**What you have to do:** What you write must match the records exactly, except for the images, which are left out.

──────── Materials provided

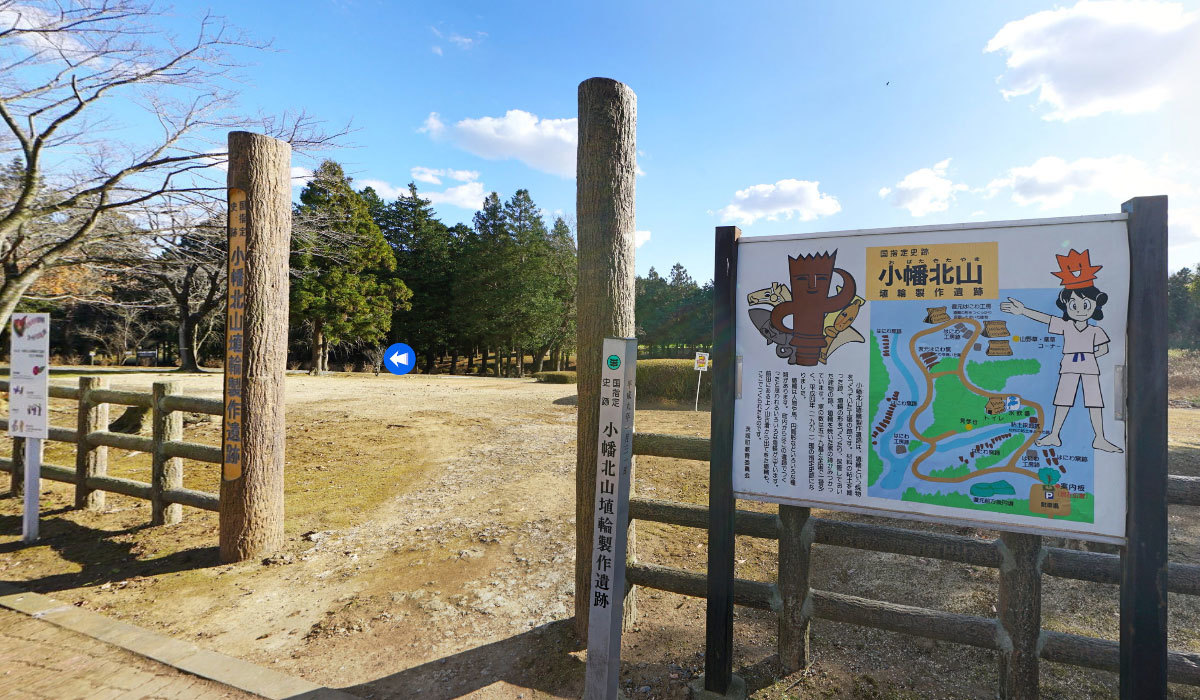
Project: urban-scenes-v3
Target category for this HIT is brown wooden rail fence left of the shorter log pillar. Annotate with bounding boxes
[0,377,223,525]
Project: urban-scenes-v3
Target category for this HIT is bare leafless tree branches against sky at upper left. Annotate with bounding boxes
[0,0,344,325]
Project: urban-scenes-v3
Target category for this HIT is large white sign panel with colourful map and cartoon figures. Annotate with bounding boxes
[733,215,1136,542]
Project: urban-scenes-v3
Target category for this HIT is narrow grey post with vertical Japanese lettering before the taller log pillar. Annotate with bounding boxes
[583,337,637,700]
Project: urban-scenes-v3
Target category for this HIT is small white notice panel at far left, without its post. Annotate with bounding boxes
[8,313,50,438]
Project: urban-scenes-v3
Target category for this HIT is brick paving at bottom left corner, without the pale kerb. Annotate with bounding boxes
[0,608,256,700]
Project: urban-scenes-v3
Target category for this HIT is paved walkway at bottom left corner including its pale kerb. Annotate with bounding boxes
[0,582,354,700]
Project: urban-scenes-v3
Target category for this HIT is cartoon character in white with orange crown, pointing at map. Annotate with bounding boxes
[1000,249,1124,453]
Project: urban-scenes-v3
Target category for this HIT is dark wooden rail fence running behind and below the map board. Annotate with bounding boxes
[625,433,1200,698]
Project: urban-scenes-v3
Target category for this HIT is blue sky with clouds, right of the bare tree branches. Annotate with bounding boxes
[169,0,1200,280]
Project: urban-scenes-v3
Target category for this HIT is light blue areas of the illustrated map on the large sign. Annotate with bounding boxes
[868,289,1111,499]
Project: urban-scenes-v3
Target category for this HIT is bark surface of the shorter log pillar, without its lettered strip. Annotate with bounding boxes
[220,131,292,562]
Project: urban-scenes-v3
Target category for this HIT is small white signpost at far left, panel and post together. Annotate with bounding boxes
[8,313,50,542]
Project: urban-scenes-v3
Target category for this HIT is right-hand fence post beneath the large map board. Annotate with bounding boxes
[998,532,1045,700]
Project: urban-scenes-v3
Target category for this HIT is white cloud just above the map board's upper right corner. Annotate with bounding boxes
[984,155,1195,209]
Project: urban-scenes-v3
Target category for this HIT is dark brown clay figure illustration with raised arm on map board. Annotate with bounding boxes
[770,251,857,367]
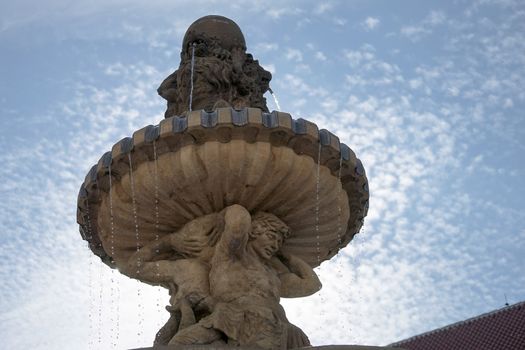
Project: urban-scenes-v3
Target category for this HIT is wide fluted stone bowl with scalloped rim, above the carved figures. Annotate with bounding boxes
[77,108,369,276]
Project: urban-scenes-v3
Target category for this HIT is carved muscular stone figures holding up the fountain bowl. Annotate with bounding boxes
[129,205,321,349]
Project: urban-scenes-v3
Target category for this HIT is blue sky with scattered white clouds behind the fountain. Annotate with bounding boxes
[0,0,525,349]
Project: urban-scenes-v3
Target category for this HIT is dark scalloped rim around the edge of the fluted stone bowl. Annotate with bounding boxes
[77,108,369,268]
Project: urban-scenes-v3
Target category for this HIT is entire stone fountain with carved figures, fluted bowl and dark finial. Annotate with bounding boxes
[77,16,398,349]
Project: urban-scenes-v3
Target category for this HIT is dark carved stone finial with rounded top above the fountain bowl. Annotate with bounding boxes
[157,15,272,118]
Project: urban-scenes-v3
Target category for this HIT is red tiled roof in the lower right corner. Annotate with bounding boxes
[390,301,525,350]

────────────────

**Answer to the exercise:**
Project: urban-scenes-v3
Target category for this HIT is brown wooden rail fence left of the shorter log pillar. Annotate with bounding boxes
[0,377,223,525]
Project: urban-scenes-v3
Target category for this HIT is bare leafless tree branches against sky at upper left. Annotate with bounding boxes
[0,0,344,325]
Project: urban-scenes-v3
Target category for this HIT is large white sign panel with colourful map and cartoon figures. Annotate with bounding boxes
[733,215,1136,542]
Project: urban-scenes-v3
Target category for this HIT is narrow grey post with vertical Japanese lettering before the taller log pillar. Annotate with bounding boxes
[583,337,637,700]
Project: urban-scenes-v3
Target category for this HIT is small white notice panel at far left, without its post. Annotate with bounding boxes
[8,313,50,438]
Project: urban-scenes-v3
Target category for this HIT is brick paving at bottom left corner, without the pale kerb. Annotate with bounding boxes
[0,608,256,700]
Project: urban-scenes-v3
Target category for this HIT is paved walkway at bottom left corner including its pale kerb. Annotate with bounding boxes
[0,582,354,700]
Project: urban-scenes-v3
Target category for this HIT is cartoon character in white with orange crown, pointing at map. Annotate with bounding boxes
[1000,249,1124,453]
Project: urban-scenes-v3
Target category for this HIT is dark wooden rail fence running behind and below the map board. Annotate with bounding boxes
[625,433,1200,698]
Project: urban-scenes-v3
Target category for this HIT is blue sky with clouds, right of the bare tree branches. Annotate with bounding boxes
[169,0,1200,280]
Project: urban-scenes-v3
Target category for this HIT is light blue areas of the illustrated map on the large sign. Annotate with bounding boxes
[868,289,1111,499]
Project: urban-scenes-v3
Target category for this HIT is bark surface of the shorter log pillar, without its lettered strip. Annotate with bounding boxes
[220,131,292,562]
Project: urban-scenes-v3
Target category for this HIT is small white signpost at far left, panel and post together. Annotate with bounding boxes
[8,313,50,542]
Project: urban-scenes-v3
Target category for this HIT is right-hand fence post beneath the large map board. Annotate with bounding boxes
[998,532,1045,700]
Project: urban-scenes-v3
Target category for this HIT is white cloud just above the map board's upper right corner. Annotate with bounding boxes
[984,155,1195,209]
Project: urban-scenes-v3
Target category for this HIT is dark brown clay figure illustration with raised arm on map board. Annotate with bounding boxes
[770,251,857,367]
Project: urban-scenes-v3
Target category for this HIT is wide fluted stone bowl with scalloped rim, above the carved figures. Annotate with bounding boxes
[77,108,369,276]
Project: urban-scenes-v3
Target category for this HIT is carved muscular stone figures holding up the fountain bowl. Annotate with bounding boxes
[129,205,321,349]
Project: urban-scenes-v3
Target category for this HIT is blue sky with scattered white clouds behind the fountain. Annotate with bounding boxes
[0,0,525,349]
Project: urban-scenes-v3
Target category for this HIT is dark scalloped rim around the edge of the fluted stone bowl. Annotate with bounding boxes
[77,108,369,268]
Project: urban-scenes-v3
Target category for this HIT is entire stone fountain with carved figures, fluted bowl and dark finial. Annotate with bounding boxes
[77,16,398,349]
Project: urban-scenes-v3
Target category for this HIT is dark carved stone finial with rounded top above the fountain bowl. Annotate with bounding boxes
[157,15,272,118]
Project: urban-scenes-v3
Target category for this HIT is red tiled roof in the lower right corner. Annotate with bounding boxes
[390,301,525,350]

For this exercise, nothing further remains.